J Neurosci. 2004 Nov 3;24(44):10022-34.
- PubMed ID
- 15525788 [ View in PubMed]
- Abstract
A mutation in the sodium channel SCN1A was identified in a small Italian family with dominantly inherited generalized epilepsy with febrile seizures plus (GEFS+). The mutation, D1866Y, alters an evolutionarily conserved aspartate residue in the C-terminal cytoplasmic domain of the sodium channel alpha subunit. The mutation decreased modulation of the alpha subunit by beta1, which normally causes a negative shift in the voltage dependence of inactivation in oocytes. There was less of a shift with the mutant channel, resulting in a 10 mV difference between the wild-type and mutant channels in the presence of beta1. This shift increased the magnitude of the window current, which resulted in more persistent current during a voltage ramp. Computational analysis suggests that neurons expressing the mutant channels will fire an action potential with a shorter onset delay in response to a threshold current injection, and that they will fire multiple action potentials with a shorter interspike interval at a higher input stimulus. These results suggest a causal relationship between a positive shift in the voltage dependence of sodium channel inactivation and spontaneous seizure activity. Direct interaction between the cytoplasmic C-terminal domain of the wild-type alpha subunit with the beta1 or beta3 subunit was first demonstrated by yeast two-hybrid analysis. The SCN1A peptide K1846-R1886 is sufficient for beta subunit interaction. Coimmunoprecipitation from transfected mammalian cells confirmed the interaction between the C-terminal domains of the alpha and beta1 subunits. The D1866Y mutation weakens this interaction, demonstrating a novel molecular mechanism leading to seizure susceptibility.

= The problem =
According to the abstract, which SCN1A peptide is sufficient for beta subunit interaction?

Stored data entries
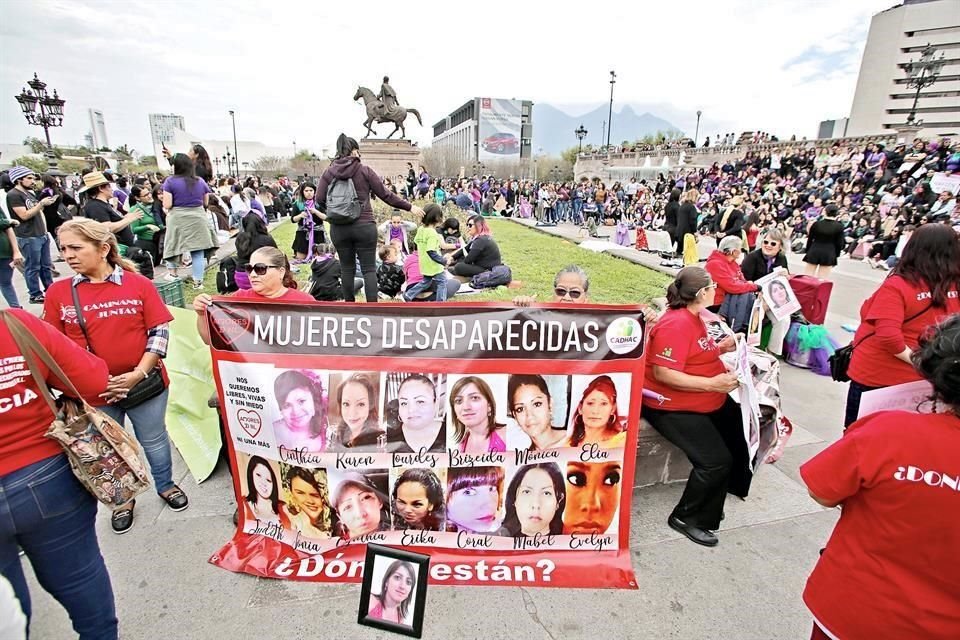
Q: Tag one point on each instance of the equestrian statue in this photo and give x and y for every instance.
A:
(383, 108)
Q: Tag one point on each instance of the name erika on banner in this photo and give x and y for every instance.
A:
(323, 405)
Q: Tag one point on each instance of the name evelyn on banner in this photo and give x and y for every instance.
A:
(501, 441)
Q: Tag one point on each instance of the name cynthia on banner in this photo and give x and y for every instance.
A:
(392, 425)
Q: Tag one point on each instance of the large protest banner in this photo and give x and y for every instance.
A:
(499, 440)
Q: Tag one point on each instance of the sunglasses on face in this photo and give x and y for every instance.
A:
(573, 293)
(259, 268)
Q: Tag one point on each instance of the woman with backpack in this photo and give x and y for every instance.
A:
(356, 236)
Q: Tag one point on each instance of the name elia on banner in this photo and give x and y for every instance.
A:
(495, 439)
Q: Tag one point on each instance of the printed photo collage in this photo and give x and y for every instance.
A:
(492, 461)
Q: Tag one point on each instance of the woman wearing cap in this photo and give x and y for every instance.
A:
(890, 568)
(189, 230)
(357, 239)
(361, 506)
(47, 513)
(697, 415)
(131, 336)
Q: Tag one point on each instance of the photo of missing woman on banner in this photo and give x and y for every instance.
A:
(414, 412)
(779, 296)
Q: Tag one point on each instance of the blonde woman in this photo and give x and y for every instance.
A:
(130, 334)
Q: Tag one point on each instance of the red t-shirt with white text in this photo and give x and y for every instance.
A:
(679, 341)
(118, 317)
(872, 363)
(891, 568)
(24, 414)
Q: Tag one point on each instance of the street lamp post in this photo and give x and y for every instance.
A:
(613, 81)
(581, 133)
(236, 154)
(922, 74)
(50, 114)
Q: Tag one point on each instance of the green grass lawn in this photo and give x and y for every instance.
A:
(534, 259)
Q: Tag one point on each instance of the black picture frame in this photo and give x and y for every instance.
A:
(422, 563)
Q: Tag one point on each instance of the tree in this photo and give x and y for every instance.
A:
(37, 165)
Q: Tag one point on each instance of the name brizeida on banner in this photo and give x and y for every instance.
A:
(499, 440)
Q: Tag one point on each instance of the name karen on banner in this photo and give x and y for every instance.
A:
(499, 440)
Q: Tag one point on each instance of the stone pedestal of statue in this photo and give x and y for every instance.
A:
(389, 158)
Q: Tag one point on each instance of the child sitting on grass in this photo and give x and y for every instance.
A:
(432, 264)
(390, 272)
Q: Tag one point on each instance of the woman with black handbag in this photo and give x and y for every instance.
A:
(117, 314)
(43, 503)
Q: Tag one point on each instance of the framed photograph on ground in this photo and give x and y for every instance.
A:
(394, 590)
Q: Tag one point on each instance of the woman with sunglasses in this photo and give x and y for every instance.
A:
(480, 254)
(697, 415)
(270, 279)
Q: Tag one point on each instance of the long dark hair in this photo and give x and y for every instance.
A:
(253, 226)
(251, 496)
(346, 145)
(202, 164)
(395, 566)
(932, 258)
(184, 167)
(512, 522)
(434, 520)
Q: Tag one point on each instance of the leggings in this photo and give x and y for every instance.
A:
(352, 241)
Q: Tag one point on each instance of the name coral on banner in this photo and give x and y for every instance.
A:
(499, 440)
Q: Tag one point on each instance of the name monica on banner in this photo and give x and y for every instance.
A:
(499, 440)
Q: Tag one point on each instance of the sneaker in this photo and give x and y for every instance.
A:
(122, 519)
(176, 499)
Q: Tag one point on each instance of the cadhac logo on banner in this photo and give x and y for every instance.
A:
(624, 335)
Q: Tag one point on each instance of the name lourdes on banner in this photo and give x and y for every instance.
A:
(500, 441)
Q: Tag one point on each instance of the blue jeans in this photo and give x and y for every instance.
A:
(46, 512)
(36, 255)
(151, 431)
(7, 289)
(424, 285)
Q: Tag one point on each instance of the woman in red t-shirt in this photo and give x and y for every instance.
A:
(47, 512)
(891, 569)
(920, 291)
(683, 365)
(126, 324)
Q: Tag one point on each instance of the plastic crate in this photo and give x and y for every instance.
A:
(171, 292)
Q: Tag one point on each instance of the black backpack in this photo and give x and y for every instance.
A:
(227, 276)
(343, 205)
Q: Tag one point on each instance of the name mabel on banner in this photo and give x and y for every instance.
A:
(501, 441)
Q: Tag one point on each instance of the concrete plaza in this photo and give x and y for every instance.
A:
(747, 587)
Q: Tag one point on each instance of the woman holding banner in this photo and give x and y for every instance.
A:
(921, 291)
(890, 569)
(697, 415)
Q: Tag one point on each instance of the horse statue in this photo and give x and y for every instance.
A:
(374, 106)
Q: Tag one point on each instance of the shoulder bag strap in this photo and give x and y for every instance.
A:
(29, 346)
(83, 324)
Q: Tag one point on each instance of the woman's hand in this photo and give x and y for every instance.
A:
(723, 383)
(119, 386)
(201, 302)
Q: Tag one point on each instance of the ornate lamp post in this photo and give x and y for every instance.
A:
(581, 133)
(613, 81)
(50, 113)
(922, 74)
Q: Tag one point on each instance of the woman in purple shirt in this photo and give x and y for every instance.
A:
(185, 198)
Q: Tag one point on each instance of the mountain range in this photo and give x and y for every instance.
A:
(553, 129)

= Task output =
K1846-R1886